> _TASK DIRECTIONS_:
Reproduce every line of the data below word for word, keeping each character and line break unchanged.

═════ RECORDS ═════

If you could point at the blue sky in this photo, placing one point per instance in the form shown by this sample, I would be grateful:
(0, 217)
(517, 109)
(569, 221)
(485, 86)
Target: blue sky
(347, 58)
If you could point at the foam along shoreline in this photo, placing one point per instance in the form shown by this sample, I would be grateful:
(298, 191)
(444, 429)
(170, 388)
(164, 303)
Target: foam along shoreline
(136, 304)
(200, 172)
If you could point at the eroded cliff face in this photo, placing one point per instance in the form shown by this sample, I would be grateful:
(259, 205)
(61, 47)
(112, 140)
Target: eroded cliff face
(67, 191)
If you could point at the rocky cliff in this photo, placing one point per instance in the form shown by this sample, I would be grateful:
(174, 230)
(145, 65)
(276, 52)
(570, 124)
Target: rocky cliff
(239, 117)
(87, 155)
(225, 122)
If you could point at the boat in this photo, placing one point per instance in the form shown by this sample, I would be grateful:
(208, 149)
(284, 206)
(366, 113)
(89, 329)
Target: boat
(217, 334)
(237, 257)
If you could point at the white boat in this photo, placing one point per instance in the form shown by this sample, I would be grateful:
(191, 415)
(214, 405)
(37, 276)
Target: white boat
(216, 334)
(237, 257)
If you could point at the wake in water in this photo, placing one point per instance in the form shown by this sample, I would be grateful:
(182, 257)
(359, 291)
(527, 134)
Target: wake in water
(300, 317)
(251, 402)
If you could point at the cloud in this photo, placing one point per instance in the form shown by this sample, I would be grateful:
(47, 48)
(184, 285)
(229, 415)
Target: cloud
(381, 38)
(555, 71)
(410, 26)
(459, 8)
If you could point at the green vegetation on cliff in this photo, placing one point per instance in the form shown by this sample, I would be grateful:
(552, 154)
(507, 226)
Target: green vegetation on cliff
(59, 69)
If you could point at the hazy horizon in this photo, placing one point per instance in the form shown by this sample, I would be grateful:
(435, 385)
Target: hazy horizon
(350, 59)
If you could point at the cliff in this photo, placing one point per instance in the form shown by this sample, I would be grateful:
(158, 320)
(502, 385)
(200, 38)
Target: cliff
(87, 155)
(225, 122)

═════

> _TASK RESULT_:
If you could point at the blue sky in this photo, placing one point per instance in the form shown by this sample, I would be grateful:
(0, 217)
(517, 109)
(569, 221)
(485, 86)
Target: blue sky
(347, 58)
If you could point at the foam along shoreline in this photo, placing one point per instance in the form shown by this sample, I would be grateful:
(298, 191)
(444, 429)
(170, 388)
(164, 303)
Target: foam along shoreline
(136, 304)
(200, 172)
If you could point at the eroded cliff face in this photo, placing one point per instance in the form shown by this sample, I would be grateful:
(259, 205)
(61, 47)
(112, 140)
Target: eroded cliff face
(67, 191)
If you could point at the rocky cliff in this photo, placing one point per instance in the form shown by this sample, I would be grateful:
(174, 230)
(145, 65)
(276, 52)
(570, 124)
Target: rocky cliff
(239, 117)
(87, 155)
(225, 122)
If you could point at the boat in this photo, placing one point per instance in the form shown by this sample, I would be grateful:
(208, 149)
(284, 206)
(366, 113)
(89, 329)
Target: boat
(217, 334)
(237, 257)
If you could point at the white boat in this photo, placing one point per instance in the form shown by this sample, I would be grateful:
(191, 415)
(214, 405)
(37, 276)
Target: white boat
(216, 334)
(237, 257)
If you could point at the wake in water in this photo, placing one point per instance in the form shown by this sample, I would be grateful:
(182, 257)
(359, 291)
(527, 134)
Target: wake in water
(300, 317)
(251, 402)
If you could point at the cloud in this photo, placing one point per instance in the form shown by this sample, I would be grateful:
(47, 48)
(184, 285)
(229, 415)
Target: cloud
(381, 38)
(555, 71)
(410, 26)
(459, 8)
If you could point at the green vegetation on cliff in this photo, placing one point per instance in the form shown by this sample, I would be grateful:
(552, 154)
(507, 226)
Target: green vegetation on cliff
(59, 69)
If you could point at the hazy horizon in this photo, placing one point per instance in the form shown by this sample, I would be grateful:
(435, 385)
Target: hazy horizon
(350, 59)
If you could point at the cliff in this photo, placing one point per instance in the form shown by this sample, I would be grateful:
(158, 320)
(502, 385)
(200, 38)
Target: cliff
(87, 155)
(225, 122)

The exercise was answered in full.